= TASK OBJECTIVE =
Can you set down every line of the material below, word for word and without any change?

Part of a data file:

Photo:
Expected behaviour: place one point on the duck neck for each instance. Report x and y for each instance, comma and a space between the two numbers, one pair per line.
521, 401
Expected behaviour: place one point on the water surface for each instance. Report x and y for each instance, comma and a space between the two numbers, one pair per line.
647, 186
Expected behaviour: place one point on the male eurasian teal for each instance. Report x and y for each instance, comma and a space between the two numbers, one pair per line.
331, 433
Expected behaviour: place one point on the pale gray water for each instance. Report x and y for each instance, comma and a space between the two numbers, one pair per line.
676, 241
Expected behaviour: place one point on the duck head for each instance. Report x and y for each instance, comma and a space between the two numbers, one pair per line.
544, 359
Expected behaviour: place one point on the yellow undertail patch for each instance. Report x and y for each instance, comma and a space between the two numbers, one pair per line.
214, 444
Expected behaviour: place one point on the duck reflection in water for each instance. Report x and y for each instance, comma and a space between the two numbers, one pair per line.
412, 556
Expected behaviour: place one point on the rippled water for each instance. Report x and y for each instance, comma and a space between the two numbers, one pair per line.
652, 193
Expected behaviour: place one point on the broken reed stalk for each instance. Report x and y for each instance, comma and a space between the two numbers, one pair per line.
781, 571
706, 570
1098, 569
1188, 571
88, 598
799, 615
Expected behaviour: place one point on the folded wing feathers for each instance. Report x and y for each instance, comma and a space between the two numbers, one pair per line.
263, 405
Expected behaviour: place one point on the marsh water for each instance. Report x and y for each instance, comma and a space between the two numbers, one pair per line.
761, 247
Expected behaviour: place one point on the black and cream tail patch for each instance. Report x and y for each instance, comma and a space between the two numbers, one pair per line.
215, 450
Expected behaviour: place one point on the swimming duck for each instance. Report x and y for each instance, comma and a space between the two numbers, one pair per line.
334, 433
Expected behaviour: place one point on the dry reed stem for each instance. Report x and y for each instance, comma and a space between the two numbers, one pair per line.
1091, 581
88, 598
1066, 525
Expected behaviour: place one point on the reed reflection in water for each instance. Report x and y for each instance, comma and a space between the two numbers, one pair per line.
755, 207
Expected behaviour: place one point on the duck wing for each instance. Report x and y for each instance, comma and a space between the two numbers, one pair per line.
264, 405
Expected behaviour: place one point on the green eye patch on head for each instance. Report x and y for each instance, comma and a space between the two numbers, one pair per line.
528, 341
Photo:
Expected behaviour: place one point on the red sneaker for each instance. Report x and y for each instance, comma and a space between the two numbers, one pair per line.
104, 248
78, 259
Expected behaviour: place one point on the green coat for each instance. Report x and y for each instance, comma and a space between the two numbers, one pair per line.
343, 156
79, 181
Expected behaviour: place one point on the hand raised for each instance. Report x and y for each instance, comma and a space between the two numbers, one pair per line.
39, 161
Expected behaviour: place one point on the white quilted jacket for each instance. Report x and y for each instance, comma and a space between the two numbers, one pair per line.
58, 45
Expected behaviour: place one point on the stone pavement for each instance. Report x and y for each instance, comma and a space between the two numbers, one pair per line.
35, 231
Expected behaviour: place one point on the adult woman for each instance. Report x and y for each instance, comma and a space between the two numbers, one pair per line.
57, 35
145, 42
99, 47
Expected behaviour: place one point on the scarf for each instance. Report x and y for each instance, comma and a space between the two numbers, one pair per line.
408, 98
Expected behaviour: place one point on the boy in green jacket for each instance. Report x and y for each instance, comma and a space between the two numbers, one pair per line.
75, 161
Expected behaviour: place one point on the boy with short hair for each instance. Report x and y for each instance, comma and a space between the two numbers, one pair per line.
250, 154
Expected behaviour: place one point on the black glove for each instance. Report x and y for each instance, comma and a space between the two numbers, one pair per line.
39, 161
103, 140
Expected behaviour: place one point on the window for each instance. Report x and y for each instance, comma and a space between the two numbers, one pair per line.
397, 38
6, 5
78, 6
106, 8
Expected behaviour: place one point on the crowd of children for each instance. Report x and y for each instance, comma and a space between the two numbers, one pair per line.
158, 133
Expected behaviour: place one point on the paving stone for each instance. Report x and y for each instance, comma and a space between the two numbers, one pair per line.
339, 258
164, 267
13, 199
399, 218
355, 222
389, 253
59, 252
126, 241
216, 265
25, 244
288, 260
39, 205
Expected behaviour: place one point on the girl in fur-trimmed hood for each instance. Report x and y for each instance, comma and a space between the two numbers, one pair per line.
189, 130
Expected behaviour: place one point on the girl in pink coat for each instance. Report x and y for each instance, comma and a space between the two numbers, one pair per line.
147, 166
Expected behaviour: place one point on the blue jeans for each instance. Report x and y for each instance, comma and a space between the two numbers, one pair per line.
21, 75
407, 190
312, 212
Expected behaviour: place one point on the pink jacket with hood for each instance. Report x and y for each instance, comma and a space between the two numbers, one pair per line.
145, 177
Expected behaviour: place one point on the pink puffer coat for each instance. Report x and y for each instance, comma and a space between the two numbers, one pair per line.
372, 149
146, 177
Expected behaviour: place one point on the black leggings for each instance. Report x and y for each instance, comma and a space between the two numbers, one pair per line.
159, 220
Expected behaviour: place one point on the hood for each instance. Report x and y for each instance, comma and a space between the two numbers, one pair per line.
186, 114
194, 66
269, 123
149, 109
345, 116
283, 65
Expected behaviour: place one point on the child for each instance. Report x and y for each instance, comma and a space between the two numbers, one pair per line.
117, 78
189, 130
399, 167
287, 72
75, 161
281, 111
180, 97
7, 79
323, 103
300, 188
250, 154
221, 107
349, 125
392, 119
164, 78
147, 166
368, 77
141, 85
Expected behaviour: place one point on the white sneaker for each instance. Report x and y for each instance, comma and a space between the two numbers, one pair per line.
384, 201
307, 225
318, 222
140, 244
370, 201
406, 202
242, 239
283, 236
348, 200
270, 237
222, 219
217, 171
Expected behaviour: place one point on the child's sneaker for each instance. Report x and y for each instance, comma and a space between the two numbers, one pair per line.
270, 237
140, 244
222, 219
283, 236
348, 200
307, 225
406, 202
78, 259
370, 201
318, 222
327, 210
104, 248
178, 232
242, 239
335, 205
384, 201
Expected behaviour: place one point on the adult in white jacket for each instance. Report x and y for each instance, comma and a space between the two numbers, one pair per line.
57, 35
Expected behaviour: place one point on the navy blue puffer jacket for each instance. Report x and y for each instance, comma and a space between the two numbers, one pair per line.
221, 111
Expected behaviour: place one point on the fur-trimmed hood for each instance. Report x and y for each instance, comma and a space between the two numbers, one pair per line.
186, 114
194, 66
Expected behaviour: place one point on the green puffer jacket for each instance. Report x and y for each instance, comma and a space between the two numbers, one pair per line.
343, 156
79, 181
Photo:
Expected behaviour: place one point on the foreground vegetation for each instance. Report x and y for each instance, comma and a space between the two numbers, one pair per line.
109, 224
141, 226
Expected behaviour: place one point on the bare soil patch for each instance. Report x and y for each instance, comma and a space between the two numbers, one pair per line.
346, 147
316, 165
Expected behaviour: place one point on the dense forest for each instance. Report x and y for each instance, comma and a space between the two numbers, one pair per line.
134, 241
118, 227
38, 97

= FINAL RESULT =
Photo:
Expected behaviour: place one point on the duck neck for each instance. Report x and y for each instance, comma and a space between the two numbers, one pair per line.
521, 401
Expected behaviour: place one point on the water surface for each instance. Report x and y for each instance, comma and a space between the two numbers, one pair per line.
647, 186
Expected behaviour: place one point on the male eurasian teal for each instance. Report x and y for each instance, comma and a space between the two numbers, one pair per line.
331, 433
Expected behaviour: place one point on the pale gray water for each instance. Report x and y for each instance, comma and a space between the two numbers, one pair per line.
676, 241
Expected behaviour: place one point on the duck head for each instance. Report x and y for each instance, comma and a space between the two numbers, one pair per line.
544, 359
Expected behaviour: place one point on the yellow undertail patch for each instance. Report x and y for each instance, comma and a space between the two numbers, one pair per line.
214, 444
Expected behaviour: place one point on the duck reflection in water for each instance. Report x and y for each instance, comma and a space between the two numbers, one pair per line.
412, 556
Expected behaviour: place one point on the rippled water for each instance. Report x and y for each instance, comma and a space between the two numbers, one pair per line.
652, 193
Expected behaviour: place one point on the broken reed stalk for each instance. Report x and y for each instance, comma and a space between the two numbers, one pair per line.
781, 571
706, 570
1098, 569
1188, 571
88, 598
799, 615
Expected behaviour: place one point on the folded wing feathers for each instance. Report x and y for each instance, comma and a space between the two numbers, one pair per line.
263, 405
Expected behaviour: place one point on the marsh water for each instance. Report x and y for each instance, comma and a space between the two numbers, one pair per line.
761, 247
Expected behaviour: place one point on the black and cream tail patch for each instance. Report x and y for each instance, comma and a space between the two numbers, one pair per line.
215, 450
Expected behaviour: place one point on the swimming duck for each instance. Report x and y for each instance, comma and a space between the two numbers, one pair per line.
334, 433
Expected behaviour: place one point on the dry reed stem for each instance. Report x and y for each instance, comma and a space between the two numbers, one pair per line.
1091, 581
88, 598
1066, 525
Expected behaviour: place one point on the reed reflection in water for each instance. Report x and y for each instance, comma and a space between the two numbers, one pair per line.
755, 207
Expected behaviour: place one point on the duck wing for each instance. Report x and y for each instance, comma and a space between the two numbers, one pair per line.
264, 405
Expected behaviour: place one point on the green eye patch on head for each instance. Report x and y for each instance, comma and a space between the two numbers, one pair per line.
528, 341
Photo:
Expected behaviour: place one point on the red sneaker for each instance. Report x and y for each instance, comma and a space between the two numbers, one pair per line.
104, 248
78, 259
Expected behaviour: place one point on the green coat for each instance. Report x and y for each instance, comma and a space between the two numbers, one pair per line.
343, 156
79, 181
Expected behaviour: place one point on the hand raised for each instance. Report x and y for each instance, comma and a space between the two numbers, one pair per line.
39, 161
Expected behaviour: place one point on the white quilted jacket for each instance. Report x and y for each instance, comma and a space between the two numbers, one pair per line.
58, 45
Expected behaviour: place one point on the stone pavement for each instance. Report x and y for each instance, comma and a space between the two numbers, one pair per line.
35, 231
Expected behaviour: place one point on the adult woman for each instance. Report x and y for each instance, comma and a space between the two numbers, one pair per line.
57, 35
145, 42
99, 47
Expected behaviour: place one point on the scarf for each instance. Report x and y for each instance, comma and a space between the two numbers, one pair per line.
408, 98
Expected behaviour: place one point on the boy in green jacket for each instance. Report x and y for each instance, comma and a space between the two numbers, one pair per line.
75, 161
Expected behaviour: place one point on the boy with short hair for each instance. Report x and y for each instance, comma and a space between the two numbers, one pair per line.
250, 154
Expected behaviour: place one point on the black glove for each instance. Report x and y for each instance, comma and a space between the two numbers, one pair per line.
39, 161
103, 140
Expected behaviour: place one point on the window for each instance. Report x and y for each instance, comma and a space between the two numbers, one pair per line.
397, 38
6, 5
78, 6
106, 8
Expected behaviour: place one point on the crowd of children for each instance. Report x and y for each instance, comma and a space between the two numbers, one pair per line.
158, 133
Expected behaviour: place one point on the paving stone for each instance. Report x and y for each instance, comma and a space between the two numbers, one pair per line.
339, 258
164, 267
13, 199
399, 218
355, 222
389, 253
59, 252
126, 241
216, 265
25, 244
288, 260
39, 205
Expected behaviour: place one point on the girl in fur-trimmed hood for each instance. Report x and y for each instance, comma and a space between the two numbers, one pair per line.
189, 130
Expected behaviour: place one point on the girl in pink coat for each instance. Report x and y for each instance, comma and a space between the two numbers, one pair per line.
147, 166
Expected behaviour: place one point on the blue jeans for each instance. Report x and y for each instance, comma and a space between the two numbers, one pair per line.
21, 75
407, 190
312, 212
Expected behaviour: place one point on the pink jacket with hood for each instance. Report x and y for each instance, comma and a space between the two numbers, one pair per line.
145, 177
Expected behaviour: place one point on the pink puffer coat for each instance. Report x and y for each instance, comma and a space between the two numbers, one pair per line.
372, 149
146, 177
Expected behaviour: place one point on the black leggings for each instance. Report x and y for each instance, comma and a space between the two numbers, one pair per line.
159, 220
Expected behaviour: place one point on the hood for each instance. Report x and y for each instance, comma and a space between the two numbers, one pair per line.
186, 114
194, 66
269, 123
149, 109
345, 116
283, 65
Expected behaviour: place one point on the child for each instance. Report x and y for each instance, comma and a space between the two numbers, one pair per line.
117, 78
189, 130
399, 167
287, 72
75, 161
281, 111
180, 97
7, 79
323, 103
300, 188
250, 154
221, 107
349, 125
392, 119
164, 78
147, 166
368, 77
141, 85
Expected behaviour: place one point on the white sneaker for each instance. Report x and y for each instance, comma and a space between the two numbers, one pair per line.
384, 201
307, 225
318, 222
140, 244
370, 201
406, 202
242, 239
283, 236
348, 200
270, 237
222, 219
217, 171
Expected behaviour: place one point on the child's sneaker for each instance. Report x and y for each instance, comma and a space between the two numbers, one pair per line.
270, 237
140, 244
222, 219
283, 236
348, 200
307, 225
406, 202
78, 259
370, 201
318, 222
327, 210
104, 248
178, 232
242, 239
335, 205
384, 201
Expected behaviour: place one point on the adult in white jacket for each instance. Report x and y for each instance, comma and a space between the two numbers, one pair per line.
57, 35
Expected behaviour: place one point on the navy blue puffer jacket for each instance. Report x and y for each instance, comma and a space between the two numbers, one pair per line.
221, 111
Expected behaviour: place one point on the fur-trimmed hood for each instance. Report x and y for each instance, comma and a space between the two numbers, one pair per line.
186, 114
194, 66
Expected behaviour: place one point on the green puffer jacket for each instance. Report x and y for each instance, comma and a space between the two numbers, one pair per line.
343, 156
79, 181
Photo:
Expected behaviour: place one point on the foreground vegetation for each instance. Report x and y for each instance, comma and a space between the two numbers, one pair per line.
109, 224
141, 226
Expected behaviour: place one point on the bare soil patch for each instance. Report x and y for each instance, comma and a space between the two numbers, one pair per line.
346, 147
316, 165
Expected behaviour: place one point on the dense forest for each instance. Report x and y for each instance, comma and a space between the two numbers, one pair per line.
134, 241
118, 227
38, 97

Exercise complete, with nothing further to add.